__Aim of the exercise__: Locate every line below that contains the word "police" and copy it.

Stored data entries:
============
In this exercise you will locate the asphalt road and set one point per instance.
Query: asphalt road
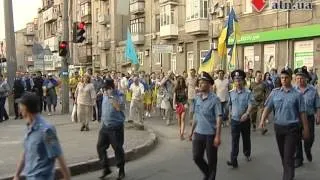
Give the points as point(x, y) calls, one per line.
point(172, 160)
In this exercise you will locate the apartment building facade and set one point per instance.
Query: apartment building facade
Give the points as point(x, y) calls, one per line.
point(271, 38)
point(25, 39)
point(49, 33)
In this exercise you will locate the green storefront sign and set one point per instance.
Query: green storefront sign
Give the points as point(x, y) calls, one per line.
point(281, 34)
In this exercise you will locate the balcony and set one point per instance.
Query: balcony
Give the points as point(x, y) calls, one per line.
point(86, 18)
point(50, 15)
point(28, 43)
point(169, 32)
point(103, 19)
point(173, 2)
point(137, 38)
point(137, 6)
point(104, 45)
point(197, 27)
point(85, 55)
point(85, 1)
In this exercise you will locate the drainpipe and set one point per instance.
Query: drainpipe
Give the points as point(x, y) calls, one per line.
point(288, 45)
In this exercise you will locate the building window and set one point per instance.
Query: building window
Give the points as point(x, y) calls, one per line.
point(190, 64)
point(173, 62)
point(203, 54)
point(85, 9)
point(248, 7)
point(159, 59)
point(140, 56)
point(137, 26)
point(157, 22)
point(196, 9)
point(167, 15)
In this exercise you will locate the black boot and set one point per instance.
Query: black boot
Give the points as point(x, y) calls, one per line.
point(121, 173)
point(105, 173)
point(82, 128)
point(234, 164)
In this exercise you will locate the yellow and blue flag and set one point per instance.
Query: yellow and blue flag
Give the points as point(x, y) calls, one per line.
point(231, 29)
point(233, 57)
point(207, 65)
point(130, 52)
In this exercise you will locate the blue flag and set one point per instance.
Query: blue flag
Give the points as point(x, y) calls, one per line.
point(131, 53)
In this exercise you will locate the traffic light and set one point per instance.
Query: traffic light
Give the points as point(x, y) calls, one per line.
point(63, 48)
point(78, 32)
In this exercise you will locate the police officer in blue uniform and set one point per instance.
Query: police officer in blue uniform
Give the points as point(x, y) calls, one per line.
point(290, 111)
point(206, 128)
point(312, 101)
point(112, 130)
point(41, 145)
point(240, 105)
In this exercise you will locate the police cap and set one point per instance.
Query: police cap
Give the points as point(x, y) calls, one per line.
point(108, 83)
point(287, 71)
point(239, 74)
point(206, 77)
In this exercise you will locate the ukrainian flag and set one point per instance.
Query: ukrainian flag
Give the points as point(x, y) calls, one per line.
point(130, 52)
point(207, 65)
point(233, 54)
point(231, 29)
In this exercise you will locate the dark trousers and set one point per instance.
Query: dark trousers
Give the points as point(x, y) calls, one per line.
point(3, 112)
point(115, 138)
point(200, 144)
point(240, 128)
point(16, 108)
point(224, 110)
point(287, 139)
point(97, 111)
point(307, 144)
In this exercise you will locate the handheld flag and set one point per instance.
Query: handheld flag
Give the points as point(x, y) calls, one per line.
point(131, 53)
point(207, 65)
point(231, 29)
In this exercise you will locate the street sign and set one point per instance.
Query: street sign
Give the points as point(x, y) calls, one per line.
point(259, 5)
point(162, 48)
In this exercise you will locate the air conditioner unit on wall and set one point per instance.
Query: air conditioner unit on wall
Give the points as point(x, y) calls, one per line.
point(214, 45)
point(220, 12)
point(153, 36)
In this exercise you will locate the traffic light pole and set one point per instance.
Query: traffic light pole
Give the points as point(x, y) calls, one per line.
point(10, 48)
point(65, 68)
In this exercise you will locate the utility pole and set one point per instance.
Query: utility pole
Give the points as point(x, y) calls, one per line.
point(10, 48)
point(65, 68)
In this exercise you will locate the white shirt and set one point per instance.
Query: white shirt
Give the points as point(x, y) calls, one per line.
point(123, 84)
point(137, 91)
point(222, 89)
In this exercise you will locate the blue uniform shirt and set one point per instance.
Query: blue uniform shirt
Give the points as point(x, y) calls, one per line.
point(206, 112)
point(41, 147)
point(110, 116)
point(287, 105)
point(311, 98)
point(239, 101)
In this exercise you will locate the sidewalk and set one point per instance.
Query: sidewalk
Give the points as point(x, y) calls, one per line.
point(79, 147)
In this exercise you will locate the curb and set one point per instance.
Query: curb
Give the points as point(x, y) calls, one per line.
point(94, 164)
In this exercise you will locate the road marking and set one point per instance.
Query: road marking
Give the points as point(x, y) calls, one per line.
point(10, 142)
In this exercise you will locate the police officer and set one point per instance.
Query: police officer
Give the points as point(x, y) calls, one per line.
point(41, 145)
point(240, 104)
point(206, 128)
point(112, 130)
point(290, 111)
point(311, 97)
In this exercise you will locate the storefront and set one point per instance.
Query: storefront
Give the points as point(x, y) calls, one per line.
point(273, 49)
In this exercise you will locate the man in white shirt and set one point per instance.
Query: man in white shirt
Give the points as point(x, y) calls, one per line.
point(191, 83)
point(221, 88)
point(136, 106)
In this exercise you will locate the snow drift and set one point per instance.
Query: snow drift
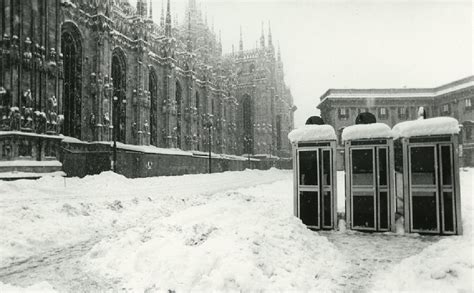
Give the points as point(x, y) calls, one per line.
point(445, 266)
point(246, 240)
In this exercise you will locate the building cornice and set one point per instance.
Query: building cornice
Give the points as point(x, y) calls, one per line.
point(398, 93)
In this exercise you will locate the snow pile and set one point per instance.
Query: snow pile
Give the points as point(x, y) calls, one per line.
point(40, 287)
point(366, 131)
point(445, 266)
point(312, 132)
point(246, 240)
point(425, 127)
point(34, 213)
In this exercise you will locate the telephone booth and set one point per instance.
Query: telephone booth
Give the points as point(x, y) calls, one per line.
point(314, 165)
point(369, 165)
point(431, 191)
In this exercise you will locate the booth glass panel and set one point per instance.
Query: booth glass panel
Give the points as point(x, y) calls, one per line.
point(308, 165)
point(383, 210)
point(448, 212)
point(309, 212)
point(326, 154)
point(362, 167)
point(363, 210)
point(327, 209)
point(423, 165)
point(383, 166)
point(446, 165)
point(424, 211)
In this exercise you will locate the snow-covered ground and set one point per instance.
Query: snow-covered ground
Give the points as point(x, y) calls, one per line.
point(226, 231)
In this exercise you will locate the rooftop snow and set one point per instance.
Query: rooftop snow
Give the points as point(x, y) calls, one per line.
point(364, 131)
point(312, 132)
point(425, 127)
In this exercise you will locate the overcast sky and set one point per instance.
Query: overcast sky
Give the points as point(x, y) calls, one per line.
point(350, 44)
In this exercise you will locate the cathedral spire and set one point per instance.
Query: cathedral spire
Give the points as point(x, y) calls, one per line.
point(262, 38)
point(241, 42)
point(270, 41)
point(141, 8)
point(189, 43)
point(162, 18)
point(151, 11)
point(279, 52)
point(168, 20)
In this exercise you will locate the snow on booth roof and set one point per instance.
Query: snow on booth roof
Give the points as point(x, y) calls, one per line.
point(364, 131)
point(426, 127)
point(312, 132)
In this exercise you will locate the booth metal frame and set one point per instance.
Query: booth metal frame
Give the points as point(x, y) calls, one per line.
point(452, 141)
point(320, 145)
point(373, 144)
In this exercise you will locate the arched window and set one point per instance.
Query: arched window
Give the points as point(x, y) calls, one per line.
point(119, 75)
point(71, 48)
point(198, 112)
point(179, 102)
point(247, 124)
point(153, 88)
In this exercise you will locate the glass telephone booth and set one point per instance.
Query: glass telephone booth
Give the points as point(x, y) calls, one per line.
point(369, 164)
point(315, 177)
point(431, 179)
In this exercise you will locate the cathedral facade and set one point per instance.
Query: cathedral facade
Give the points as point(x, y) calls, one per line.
point(103, 70)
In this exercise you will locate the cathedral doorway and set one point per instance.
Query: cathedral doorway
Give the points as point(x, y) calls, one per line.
point(71, 48)
point(119, 76)
point(153, 88)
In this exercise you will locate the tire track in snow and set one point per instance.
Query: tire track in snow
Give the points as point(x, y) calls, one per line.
point(370, 253)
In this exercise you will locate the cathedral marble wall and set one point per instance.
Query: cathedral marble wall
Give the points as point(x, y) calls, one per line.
point(98, 69)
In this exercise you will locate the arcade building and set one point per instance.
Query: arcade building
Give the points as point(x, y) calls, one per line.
point(340, 107)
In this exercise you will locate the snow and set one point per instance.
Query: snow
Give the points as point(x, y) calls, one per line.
============
__Task output__:
In this exercise you will locate the police officer in blue uniform and set one point per instance.
Query: police officer in blue uniform
In this exercise you will locate the police cap and set one point per instance.
Query: police cap
In this exercise you will locate the police officer and set one point per instance.
Query: police officer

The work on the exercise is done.